WHAT THE EXERCISE ASKS. Find every line in the items below that contains the word "helmet" and copy each one in full. Count only matches with the same capitalization.

RAW DATA.
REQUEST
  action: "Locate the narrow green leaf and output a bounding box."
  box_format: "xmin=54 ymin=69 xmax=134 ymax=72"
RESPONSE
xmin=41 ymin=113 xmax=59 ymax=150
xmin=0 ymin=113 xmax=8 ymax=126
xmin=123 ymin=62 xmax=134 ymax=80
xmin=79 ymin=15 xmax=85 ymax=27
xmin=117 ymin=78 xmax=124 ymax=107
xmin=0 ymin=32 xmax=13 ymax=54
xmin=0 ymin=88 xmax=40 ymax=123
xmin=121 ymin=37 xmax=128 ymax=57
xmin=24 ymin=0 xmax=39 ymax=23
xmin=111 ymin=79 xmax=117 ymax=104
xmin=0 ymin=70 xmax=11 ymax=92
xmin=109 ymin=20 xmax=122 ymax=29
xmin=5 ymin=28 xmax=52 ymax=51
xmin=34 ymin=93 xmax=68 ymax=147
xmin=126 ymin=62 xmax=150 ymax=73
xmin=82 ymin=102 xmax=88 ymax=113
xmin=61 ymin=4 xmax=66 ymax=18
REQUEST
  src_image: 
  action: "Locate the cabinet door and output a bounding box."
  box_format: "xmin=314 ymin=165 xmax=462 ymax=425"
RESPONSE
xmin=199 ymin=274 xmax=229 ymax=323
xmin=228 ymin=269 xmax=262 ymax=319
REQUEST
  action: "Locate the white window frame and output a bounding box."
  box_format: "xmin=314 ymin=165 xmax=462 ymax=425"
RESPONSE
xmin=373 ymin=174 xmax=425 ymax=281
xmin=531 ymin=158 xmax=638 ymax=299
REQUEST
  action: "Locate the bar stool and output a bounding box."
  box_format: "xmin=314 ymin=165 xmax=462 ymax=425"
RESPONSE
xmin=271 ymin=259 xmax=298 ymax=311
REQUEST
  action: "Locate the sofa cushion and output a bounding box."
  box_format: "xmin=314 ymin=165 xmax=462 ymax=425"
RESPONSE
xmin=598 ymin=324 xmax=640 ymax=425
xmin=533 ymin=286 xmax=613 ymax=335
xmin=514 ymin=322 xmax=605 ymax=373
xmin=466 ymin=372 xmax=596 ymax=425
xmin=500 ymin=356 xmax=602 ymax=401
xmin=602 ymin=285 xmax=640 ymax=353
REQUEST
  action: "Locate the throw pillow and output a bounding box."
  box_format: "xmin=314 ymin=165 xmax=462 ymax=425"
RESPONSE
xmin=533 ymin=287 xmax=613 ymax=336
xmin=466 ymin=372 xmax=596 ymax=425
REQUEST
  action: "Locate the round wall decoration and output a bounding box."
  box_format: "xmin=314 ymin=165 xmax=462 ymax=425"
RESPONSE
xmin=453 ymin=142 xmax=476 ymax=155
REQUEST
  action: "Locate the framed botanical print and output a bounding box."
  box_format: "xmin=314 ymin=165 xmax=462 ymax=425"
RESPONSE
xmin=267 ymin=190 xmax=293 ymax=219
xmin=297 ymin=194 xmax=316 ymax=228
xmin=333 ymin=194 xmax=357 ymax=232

==

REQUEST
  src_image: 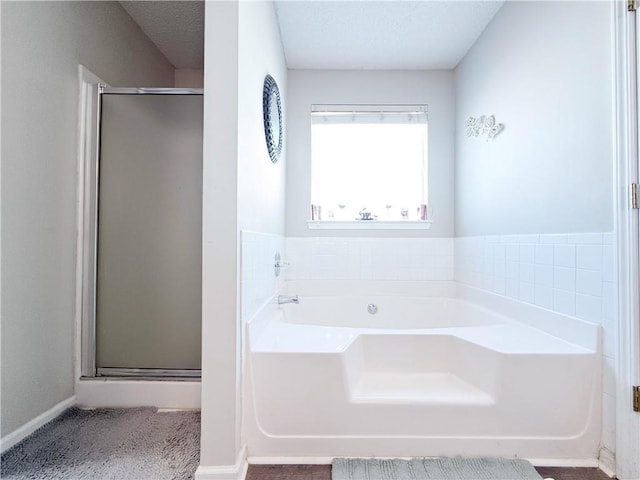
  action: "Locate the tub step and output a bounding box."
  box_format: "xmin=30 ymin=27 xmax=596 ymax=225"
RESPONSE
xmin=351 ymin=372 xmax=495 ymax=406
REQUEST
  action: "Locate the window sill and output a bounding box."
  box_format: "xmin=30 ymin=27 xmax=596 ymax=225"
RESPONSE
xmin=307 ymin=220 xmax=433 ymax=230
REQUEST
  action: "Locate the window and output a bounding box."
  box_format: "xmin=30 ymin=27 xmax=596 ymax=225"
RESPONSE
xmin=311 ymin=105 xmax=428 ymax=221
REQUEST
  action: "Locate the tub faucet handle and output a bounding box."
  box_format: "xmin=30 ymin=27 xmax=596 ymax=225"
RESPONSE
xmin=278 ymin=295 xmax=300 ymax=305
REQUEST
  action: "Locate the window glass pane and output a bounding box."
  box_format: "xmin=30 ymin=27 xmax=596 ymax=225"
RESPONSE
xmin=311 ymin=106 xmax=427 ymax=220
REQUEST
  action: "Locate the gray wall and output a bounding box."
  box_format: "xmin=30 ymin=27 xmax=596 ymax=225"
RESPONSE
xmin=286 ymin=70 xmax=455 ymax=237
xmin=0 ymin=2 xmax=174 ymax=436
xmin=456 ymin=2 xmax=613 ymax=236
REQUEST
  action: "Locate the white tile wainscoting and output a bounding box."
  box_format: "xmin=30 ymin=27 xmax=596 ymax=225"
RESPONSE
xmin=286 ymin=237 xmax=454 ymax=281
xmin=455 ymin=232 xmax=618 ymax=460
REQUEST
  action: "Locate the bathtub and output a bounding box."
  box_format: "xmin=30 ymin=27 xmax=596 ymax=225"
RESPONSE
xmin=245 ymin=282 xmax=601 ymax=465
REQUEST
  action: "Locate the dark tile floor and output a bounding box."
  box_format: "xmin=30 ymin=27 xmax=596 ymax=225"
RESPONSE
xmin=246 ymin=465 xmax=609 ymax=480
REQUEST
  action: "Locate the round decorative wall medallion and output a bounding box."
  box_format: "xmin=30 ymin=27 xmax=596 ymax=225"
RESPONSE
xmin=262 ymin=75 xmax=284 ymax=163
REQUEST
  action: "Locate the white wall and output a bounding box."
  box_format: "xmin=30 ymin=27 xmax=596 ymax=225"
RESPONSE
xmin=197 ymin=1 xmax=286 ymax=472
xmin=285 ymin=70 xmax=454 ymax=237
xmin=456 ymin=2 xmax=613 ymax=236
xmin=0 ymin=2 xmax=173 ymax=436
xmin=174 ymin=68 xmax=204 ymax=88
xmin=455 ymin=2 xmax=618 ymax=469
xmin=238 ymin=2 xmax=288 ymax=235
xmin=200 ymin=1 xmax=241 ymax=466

---

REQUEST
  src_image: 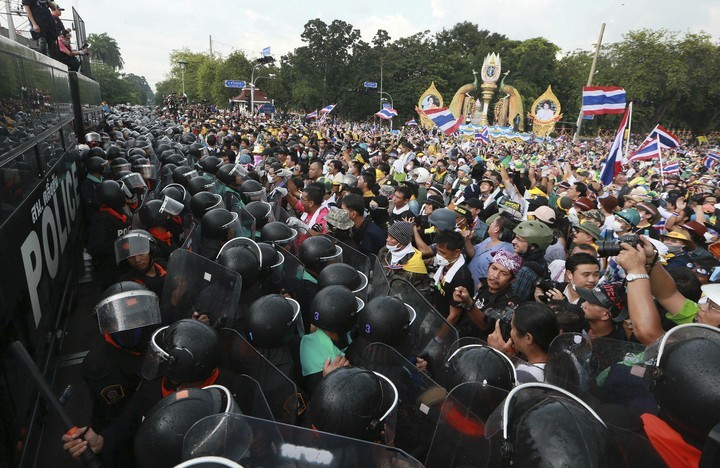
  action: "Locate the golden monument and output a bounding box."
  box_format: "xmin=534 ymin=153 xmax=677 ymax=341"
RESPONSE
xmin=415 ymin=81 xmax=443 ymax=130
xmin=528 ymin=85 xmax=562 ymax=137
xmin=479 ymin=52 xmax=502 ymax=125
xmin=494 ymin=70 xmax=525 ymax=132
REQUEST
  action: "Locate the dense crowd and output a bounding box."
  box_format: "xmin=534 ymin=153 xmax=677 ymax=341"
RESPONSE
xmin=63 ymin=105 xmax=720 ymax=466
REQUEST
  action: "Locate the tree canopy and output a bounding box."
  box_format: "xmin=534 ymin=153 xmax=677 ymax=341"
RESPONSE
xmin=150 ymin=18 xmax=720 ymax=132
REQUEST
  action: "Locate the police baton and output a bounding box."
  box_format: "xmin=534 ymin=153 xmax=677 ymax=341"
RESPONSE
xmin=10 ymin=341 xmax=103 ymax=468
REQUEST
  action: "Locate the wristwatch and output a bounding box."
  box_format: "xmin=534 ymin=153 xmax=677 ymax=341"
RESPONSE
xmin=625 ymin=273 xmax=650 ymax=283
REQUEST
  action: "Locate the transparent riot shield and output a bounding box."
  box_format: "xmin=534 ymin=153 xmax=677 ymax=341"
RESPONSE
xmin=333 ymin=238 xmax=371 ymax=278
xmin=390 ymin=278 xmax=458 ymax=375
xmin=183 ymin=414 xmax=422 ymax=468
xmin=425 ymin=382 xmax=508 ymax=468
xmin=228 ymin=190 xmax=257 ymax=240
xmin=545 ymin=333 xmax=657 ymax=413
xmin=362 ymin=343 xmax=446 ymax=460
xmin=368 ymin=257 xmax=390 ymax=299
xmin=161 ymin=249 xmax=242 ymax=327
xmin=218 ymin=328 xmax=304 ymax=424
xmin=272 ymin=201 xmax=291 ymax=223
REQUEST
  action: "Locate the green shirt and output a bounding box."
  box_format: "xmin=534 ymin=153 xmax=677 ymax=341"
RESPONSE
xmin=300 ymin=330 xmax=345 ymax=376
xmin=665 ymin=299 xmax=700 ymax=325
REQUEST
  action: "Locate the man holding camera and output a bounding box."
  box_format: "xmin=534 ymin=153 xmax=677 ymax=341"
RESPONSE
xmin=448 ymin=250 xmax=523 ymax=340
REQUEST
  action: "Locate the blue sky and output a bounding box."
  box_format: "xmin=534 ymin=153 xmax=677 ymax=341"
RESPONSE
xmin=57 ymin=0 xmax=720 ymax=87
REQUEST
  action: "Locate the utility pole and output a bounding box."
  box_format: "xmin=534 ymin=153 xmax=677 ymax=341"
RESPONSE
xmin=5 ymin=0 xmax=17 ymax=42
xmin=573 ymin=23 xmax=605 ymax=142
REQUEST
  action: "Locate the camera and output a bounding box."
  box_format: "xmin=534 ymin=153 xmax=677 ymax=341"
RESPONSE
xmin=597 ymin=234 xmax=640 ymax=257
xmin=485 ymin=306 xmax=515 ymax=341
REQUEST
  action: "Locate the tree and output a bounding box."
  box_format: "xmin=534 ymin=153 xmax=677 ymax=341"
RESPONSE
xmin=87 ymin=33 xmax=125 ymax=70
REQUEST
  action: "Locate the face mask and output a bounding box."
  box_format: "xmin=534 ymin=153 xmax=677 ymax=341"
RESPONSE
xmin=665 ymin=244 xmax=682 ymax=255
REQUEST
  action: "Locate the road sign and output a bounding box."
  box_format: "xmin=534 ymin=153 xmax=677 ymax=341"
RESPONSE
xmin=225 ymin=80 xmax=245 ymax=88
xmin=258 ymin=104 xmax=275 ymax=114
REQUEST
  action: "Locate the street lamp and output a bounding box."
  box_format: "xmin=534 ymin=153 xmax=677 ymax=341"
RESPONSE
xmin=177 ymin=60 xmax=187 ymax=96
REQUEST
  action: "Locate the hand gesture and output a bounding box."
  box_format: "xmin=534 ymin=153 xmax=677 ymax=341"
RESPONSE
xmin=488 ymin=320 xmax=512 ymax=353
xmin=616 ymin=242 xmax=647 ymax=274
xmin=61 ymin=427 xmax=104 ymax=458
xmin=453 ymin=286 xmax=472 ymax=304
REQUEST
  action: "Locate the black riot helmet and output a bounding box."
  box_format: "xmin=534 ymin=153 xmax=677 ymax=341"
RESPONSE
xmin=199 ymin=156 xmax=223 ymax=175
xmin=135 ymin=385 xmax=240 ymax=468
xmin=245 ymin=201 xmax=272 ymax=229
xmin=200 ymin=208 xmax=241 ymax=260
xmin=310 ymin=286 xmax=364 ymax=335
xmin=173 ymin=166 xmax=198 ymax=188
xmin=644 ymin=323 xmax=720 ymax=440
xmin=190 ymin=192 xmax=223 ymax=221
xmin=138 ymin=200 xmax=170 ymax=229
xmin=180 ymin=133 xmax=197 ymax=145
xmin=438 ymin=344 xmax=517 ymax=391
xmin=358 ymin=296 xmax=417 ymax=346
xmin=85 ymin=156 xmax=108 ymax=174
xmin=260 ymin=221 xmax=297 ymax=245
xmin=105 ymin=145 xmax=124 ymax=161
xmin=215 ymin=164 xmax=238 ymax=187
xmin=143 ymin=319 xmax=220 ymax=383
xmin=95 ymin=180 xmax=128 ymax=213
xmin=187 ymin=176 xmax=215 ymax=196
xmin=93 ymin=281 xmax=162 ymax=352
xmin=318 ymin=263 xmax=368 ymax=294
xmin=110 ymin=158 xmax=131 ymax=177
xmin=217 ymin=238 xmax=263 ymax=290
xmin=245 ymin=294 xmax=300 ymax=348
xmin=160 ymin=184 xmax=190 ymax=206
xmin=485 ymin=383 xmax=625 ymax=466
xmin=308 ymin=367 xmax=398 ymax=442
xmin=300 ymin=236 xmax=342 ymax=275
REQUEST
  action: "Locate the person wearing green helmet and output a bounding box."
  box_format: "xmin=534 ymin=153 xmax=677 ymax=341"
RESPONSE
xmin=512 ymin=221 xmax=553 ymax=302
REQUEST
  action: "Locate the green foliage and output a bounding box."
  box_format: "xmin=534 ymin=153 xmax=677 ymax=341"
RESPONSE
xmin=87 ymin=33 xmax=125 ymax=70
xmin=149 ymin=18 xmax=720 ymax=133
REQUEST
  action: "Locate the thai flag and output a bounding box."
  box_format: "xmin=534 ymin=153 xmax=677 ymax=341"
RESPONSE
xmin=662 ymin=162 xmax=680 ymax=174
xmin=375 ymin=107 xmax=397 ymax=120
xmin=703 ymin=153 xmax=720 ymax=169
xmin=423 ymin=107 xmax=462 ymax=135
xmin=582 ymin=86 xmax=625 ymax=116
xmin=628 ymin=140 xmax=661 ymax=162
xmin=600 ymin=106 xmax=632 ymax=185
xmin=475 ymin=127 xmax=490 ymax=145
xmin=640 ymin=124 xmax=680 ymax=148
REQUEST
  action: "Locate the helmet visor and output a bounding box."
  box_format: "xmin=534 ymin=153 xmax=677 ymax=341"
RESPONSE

SOLUTION.
  action: "Locate the black riot helmet and output a bounding box."
  action: "Locate the person wearing green helmet and output a bounding box."
  action: "Locate the helmet visor and output a bounding box."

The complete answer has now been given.